- Excerto do documento:
━━━━━━━━━━━━━━━━━━━━
12ª.- Podendo, embora, qualificar diversamente os factos alegados e provados, o tribunal está legalmente impedido de julgar o litígio com base numa causa de pedir não invocada (art.º 342º, nº 1 do CC; arts. 664º do CPC anterior e 5º do NCPC), sob pena de violação do princípio dispositivo, que obriga a que haja total coincidência (identificação) entre a causa de pedir e a causa de julgar, ponto este perfeitamente assente desde há muito, quer na doutrina quer na jurisprudência.
13ª.- A douta sentença ora em recurso, ao julgar com fundamento na questão do aumento das obrigações contratuais iniciais do pacto social da R., ao abrigo do art.º 86º, 2 do CSC, afastou-se da causa de pedir e do pedido formulados na petição inicial, julgou com base numa causa de pedir não invocada e violou o princípio do dispositivo, no sentido da necessidade da coincidência entre a causa de pedir, a causa de julgar e o pedido, e as normas legais invocadas na conclusão anterior, incorrendo na nulidade prevista nas als d) e e) do nº 1 do art.º 615º do NCPC.
━━━━━━━━━━━━━━━━━━━━
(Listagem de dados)
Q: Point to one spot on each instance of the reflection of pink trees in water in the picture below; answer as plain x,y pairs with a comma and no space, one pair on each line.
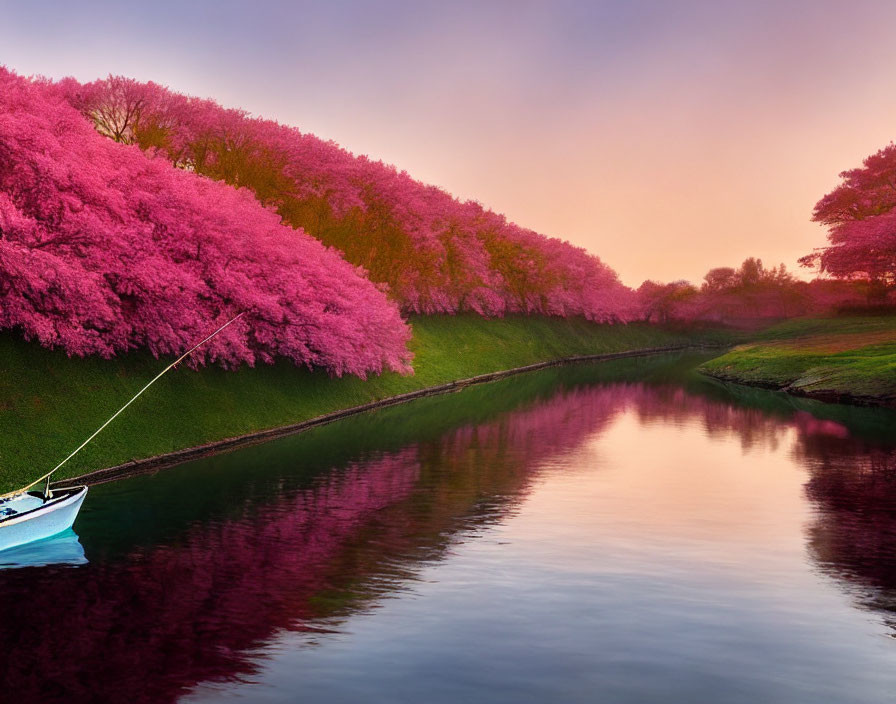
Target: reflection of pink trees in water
198,607
173,615
853,538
━━━━━━━━━━━━━━━━━━━━
- Lista de tarefas:
- 1) Reescreva toda a listagem de dados acima trocando "pink" por "white" e mantendo tudo o resto igual. Deixe as imagens de fora.
- 2) Prossiga o excerto sobre o recurso da sentença e o princípio do dispositivo, começando logo após a última frase apresentada.

- Respostas:
- 1)
Q: Point to one spot on each instance of the reflection of white trees in water in the picture below; answer as plain x,y pairs with a comma and no space, one pair on each line.
Target: reflection of white trees in water
198,607
173,615
853,538

- 2)
14ª.- Além disso, constituiu uma verdadeira decisão surpresa, na medida em que julgou com base numa questão não invocada pelo A., não discutida nos autos nem suscitada pelo tribunal, questão com a qual a R. não foi confrontada e da qual não teve oportunidade de se defender, desse modo violando o princípio do contraditório consagrado no artº 3º, nº 3 do CPC, sendo, também por essa razão, igualmente nula.
15ª.- Sob pena da nulidade prevista pelo art.º 615º, nº 1, al. e), o tribunal está limitado pelo pedido da parte, não podendo extravasa-lo, nem pronunciar-se sobre mais do que foi pedido ou sobre coisa diversa da que foi pedida, ou seja, não pode ultrapassar nem em quantidade nem em qualidade os limites do pedido formulado.
16ª.- Tendo sido pedido ao tribunal a declaração de nulidade ou de anulabilidade das deliberações tomadas quanto ao aditamento dos novos artigos 26º e 27º, não podia a sentença, como fez, declarar a ineficácia em sentido estrito desses artigos, visto que a nulidade e a anulabilidade, de um lado, e a ineficácia em sentido estrito, do outro, são realidades jurídicas substancialmente distintas, pelas razões que se expõem a pags 12 das anteriores alegações.
17ª.- Pelas razões que se expõem a págs. 13 das anteriores alegações, o caso do AUJ que a Mmª Juiz invocou em abono da decisão da ineficácia em sentido estrito, não ajuda a sustentar a decisão da ineficácia em sentido estrito que tomou no caso presente.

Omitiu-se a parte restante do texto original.